→ **Data for the task**
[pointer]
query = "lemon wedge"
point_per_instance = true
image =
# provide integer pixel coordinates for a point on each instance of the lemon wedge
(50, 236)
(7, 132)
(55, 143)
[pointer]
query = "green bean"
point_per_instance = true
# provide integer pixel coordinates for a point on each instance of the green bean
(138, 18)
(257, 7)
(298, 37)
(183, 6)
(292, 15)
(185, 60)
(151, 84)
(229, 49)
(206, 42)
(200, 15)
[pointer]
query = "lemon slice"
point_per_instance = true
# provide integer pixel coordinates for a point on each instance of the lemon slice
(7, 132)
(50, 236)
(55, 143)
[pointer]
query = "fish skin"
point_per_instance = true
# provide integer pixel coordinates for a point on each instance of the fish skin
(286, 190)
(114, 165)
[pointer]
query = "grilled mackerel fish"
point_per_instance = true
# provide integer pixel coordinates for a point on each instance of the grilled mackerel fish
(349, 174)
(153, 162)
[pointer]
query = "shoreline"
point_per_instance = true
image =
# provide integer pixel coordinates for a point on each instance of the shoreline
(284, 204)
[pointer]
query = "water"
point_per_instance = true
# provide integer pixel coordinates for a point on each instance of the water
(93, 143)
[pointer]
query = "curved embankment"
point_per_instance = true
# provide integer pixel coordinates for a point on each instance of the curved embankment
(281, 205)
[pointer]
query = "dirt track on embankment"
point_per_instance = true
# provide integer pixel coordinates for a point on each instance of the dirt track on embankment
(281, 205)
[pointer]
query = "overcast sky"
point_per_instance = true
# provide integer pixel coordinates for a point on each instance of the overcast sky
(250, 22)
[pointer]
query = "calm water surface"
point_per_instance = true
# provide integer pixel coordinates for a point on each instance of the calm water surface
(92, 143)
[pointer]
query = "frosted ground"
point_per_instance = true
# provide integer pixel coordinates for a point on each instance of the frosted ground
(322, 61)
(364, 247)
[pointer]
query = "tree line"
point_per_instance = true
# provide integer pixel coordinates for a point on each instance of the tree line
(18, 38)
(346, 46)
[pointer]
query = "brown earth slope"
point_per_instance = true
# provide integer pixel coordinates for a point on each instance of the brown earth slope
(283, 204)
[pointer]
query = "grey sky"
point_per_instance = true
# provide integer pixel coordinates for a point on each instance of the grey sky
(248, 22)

→ **Exercise prompt**
Extract each entry in full, exactly as given.

→ **Answer below**
[pointer]
query = "lemon wedge"
point_per_instance = true
image =
# provide integer pixel coordinates for a point on each instance of the lemon wedge
(50, 236)
(7, 132)
(55, 143)
[pointer]
query = "green bean"
point_per_instance = true
# provide integer pixel coordinates for a point on each instance of the green bean
(138, 18)
(257, 7)
(298, 37)
(183, 6)
(292, 15)
(185, 60)
(151, 84)
(229, 49)
(206, 42)
(200, 15)
[pointer]
query = "lemon slice"
point_per_instance = true
# provide integer pixel coordinates for a point on each instance of the lemon slice
(7, 132)
(50, 236)
(55, 143)
[pointer]
query = "fish skin"
point_per_instance = true
# provide integer pixel coordinates for a point on each instance of the fish skin
(286, 190)
(114, 165)
[pointer]
query = "grilled mackerel fish"
point_per_instance = true
# provide integer pixel coordinates for a point on each instance of the grilled mackerel fish
(349, 174)
(153, 162)
[pointer]
query = "shoreline"
point_per_instance = true
image =
# provide integer pixel coordinates for a point on each instance of the shoreline
(284, 204)
[pointer]
query = "water"
point_per_instance = true
# provide integer pixel coordinates for a point on each instance of the water
(93, 143)
[pointer]
query = "curved embankment"
point_per_instance = true
# provide integer pixel coordinates for a point on each instance of the curved embankment
(281, 205)
[pointer]
query = "dirt track on embankment"
point_per_instance = true
# provide integer pixel coordinates for a point on each instance of the dirt track on embankment
(281, 205)
[pointer]
query = "overcast sky"
point_per_instance = true
# provide integer pixel coordinates for a point on each instance of the overcast sky
(250, 22)
[pointer]
query = "calm water surface"
point_per_instance = true
# provide integer pixel coordinates for a point on each instance of the calm water surface
(92, 143)
[pointer]
query = "frosted ground"
point_per_instance = true
# provide integer pixel coordinates for a point on each instance of the frosted ground
(322, 61)
(364, 247)
[pointer]
query = "tree line"
point_per_instance = true
# provide integer pixel coordinates for a point on each instance of the tree line
(18, 38)
(346, 46)
[pointer]
query = "brown earth slope"
point_per_instance = true
# provide integer pixel coordinates for a point on each instance of the brown earth slope
(283, 204)
[pointer]
query = "grey sky"
point_per_instance = true
# provide integer pixel coordinates for a point on each instance of the grey sky
(248, 22)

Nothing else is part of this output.